#### [PASSAGE]
Cet « essai », érudit et exigeant, est novateur, en ce sens que les Écritures ne sont pas instrumentalisées au profit de la liturgie, mais sollicitent d’abord l’attention du lecteur pour l’éveiller à la richesse de la foi. De la sorte, les rites eucharistiques pourront être vécus comme « actes de foi », en connaissance de cause. Le chemin emprunté est en quelque sorte celui de la séquence rituelle, qui fait se suivre la liturgie de la Parole avec l’homélie et la liturgie eucharistique proprement dite. La lettre aux Hébreux, qui est peut-être une sorte de longue homélie adressée à des chrétiens désabusés, veut réveiller et nourrir leur foi, rendant possible une participation croyante à l’action liturgique. Ceci dit, le rapport bible-liturgie reste complexe, car jouant en tension dans le registre symbolique et non dans celui des sciences dites exactes. Huit chapitres se succèdent, correspondant à huit passages de la lettre aux Hébreux, qui introduisent à huit rites liturgiques : He. 1 et la ritualité de la Parole ; He 2 et la signation ; He 3 et la ritualité des oraisons ; He 4 et le Kyrie eleison ; He 7 et une figure eucharistique (Canon romain) ; He 10 et l’Agnus Dei ; He 8-9 et le Gloire à Dieu ; He 3 et l’acclamation d’anamnèse.

#### [DONNÉES AFFICHÉES]

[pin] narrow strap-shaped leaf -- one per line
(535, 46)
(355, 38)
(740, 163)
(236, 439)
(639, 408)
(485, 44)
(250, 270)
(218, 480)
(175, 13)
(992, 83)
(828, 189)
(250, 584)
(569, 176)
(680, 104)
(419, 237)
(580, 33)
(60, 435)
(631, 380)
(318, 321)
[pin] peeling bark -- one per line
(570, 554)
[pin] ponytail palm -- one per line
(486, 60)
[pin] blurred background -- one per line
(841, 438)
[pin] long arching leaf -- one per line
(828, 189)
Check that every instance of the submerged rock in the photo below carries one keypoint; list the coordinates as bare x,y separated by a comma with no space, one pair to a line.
---
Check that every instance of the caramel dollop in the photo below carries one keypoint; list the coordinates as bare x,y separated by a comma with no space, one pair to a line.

#### [CONSIGNE]
Répondez à ces questions sur le passage consacré à la lettre aux Hébreux.
(a) À quels chrétiens la lettre aux Hébreux est-elle peut-être adressée ?
(b) Combien de chapitres l'essai compte-t-il ?
(c) Quel rite liturgique est associé à He 10 ?

#### [RÉSULTAT CI-DESSOUS]
(a) À des chrétiens désabusés.
(b) Huit.
(c) L'Agnus Dei.